TEXTO CITADO =>
-=-=-

# Magia General > Lo Mejor y lo peor >  T.U.C  Aclaraciones sobre el producto.

## jackosky

Estimados:

Este es mi primer aporte en el foro sobre un tema poco profundizado y que quizás es una duda para muchos usuarios.

¿Vale la pena gastarse un pastón por la TUC?

Quizás muchos de ustedes desean saber ¿Qué es la T.U.C? o “ultímate tango coin” o como sea, aunque no puedo revelar su funcionamiento para magos que lleven mas tiempo en esto les diré simplemente que la TUC es como una de esas Cas****** antiguas descritas en aproximadamente la mitad del libro de J.b Bobo (tipo sc**** and so**), solo que se le añade un elemento mag****** , entonces esta moneda tiene 2 gimmik totalmente dependiente uno de otro, que podrían suplir algunas funciones de las Cas**** Exp****** y otras de la monedad Fl*****. (no una sc**** and so**). 

Ahora 
¿la moneda es examinable? No por ningún motivo. 
¿Cantan? Mucho menos que las Cas*******. 
¿vale la pena el precio? No, pero es como de esos objetos coleccionables. 
¿Sirve para close-up? Hasta cierta distancia. 
¿Permite tantos efectos como publicita? No, pero además de los efectos del DVD se pueden realizar varios tipos diferentes de viajes, inflaciones, devaluaciones (estas solo de la clase de la moneda), penetraciones, penetraciones a la inversas (como con las fl*****) entre otros. 
Otro punto a favor es la facilidad de separación de los elementos a una mano sin pases extraños (o no tanto).
Además la moneda también viene con una carta ma******a y el DVD con varios efectos.

En conclusión: 

-Para los poseedores de Cas**** y fl**** la TUC no les aportara nada nuevo.

-Para los que no posean las anteriores, bien la moneda hace el trabajo, pero creo que funcionan mejor las otras por separado.

-La TUC no es tan débil como la Fl*****.
-La TUC canta menos que la Ca******. (en cuanto a sonido).
-La TUC puede ser sospechosa a cierta distancia, mucho mas que una ca*****.
-La calidad es muy buena y el materia durable. No se romperá.
-La TUC se puede conbinar con PK.

¿Vale la pena gastarse el pastón?

Comprarse una Ca***** y una Fl***** sale casi lo mismo que la TUC, si es tu primera moneda es mejor un set de Ho***** Ha*** que también sale como lo mismo pero te permite mas recursos visuales. La TUC es un Hibrido raro que permite muchos efectos en un solo elemento y economiza tiempo en las rutinas, descargas incomodas y fal**** depos****s.

El precio es el equivalente a sus posibilidades, pero no más. No es que tenga tecnología de la naza ni nada, solo es una idea vieja mejorada por un detalle. Yo en lo personal estoy contento con la moneda (no me queda de otra) con ella agregue una muy buena rutina de monedas donde los efectos transcurren uno tras otro durante mas menos 7 min, siendo todos muy diferentes entre si con solo 4 monedas sobre la mesa y una baraja. (son 12 efectos que versan sobre la propiedad “viajera” de las monedas y su capacidad para atravesar objetos, también se podrían realizar sin la TUC, a excepción de 3). Seguramente no será de esos objetos olvidados.

-=-=-

DATOS PROPORCIONADOS =>
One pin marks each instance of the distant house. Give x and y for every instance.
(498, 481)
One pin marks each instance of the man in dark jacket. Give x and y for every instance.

-=-=-

INSTRUCCIONES =>
a) Según la reseña sobre la TUC, ¿cuánto dura aproximadamente la rutina de monedas que se describe al final?
b) Copia textualmente el fragmento de la reseña sobre la TUC desde "Quizás muchos de" hasta "sc**** and so**).".
Los datos son material independiente del texto.

RESPUESTAS =>
a) Alrededor de 7 minutos.

b)
Quizás muchos de ustedes desean saber ¿Qué es la T.U.C? o “ultímate tango coin” o como sea, aunque no puedo revelar su funcionamiento para magos que lleven mas tiempo en esto les diré simplemente que la TUC es como una de esas Cas****** antiguas descritas en aproximadamente la mitad del libro de J.b Bobo (tipo sc**** and so**), solo que se le añade un elemento mag****** , entonces esta moneda tiene 2 gimmik totalmente dependiente uno de otro, que podrían suplir algunas funciones de las Cas**** Exp****** y otras de la monedad Fl*****. (no una sc**** and so**).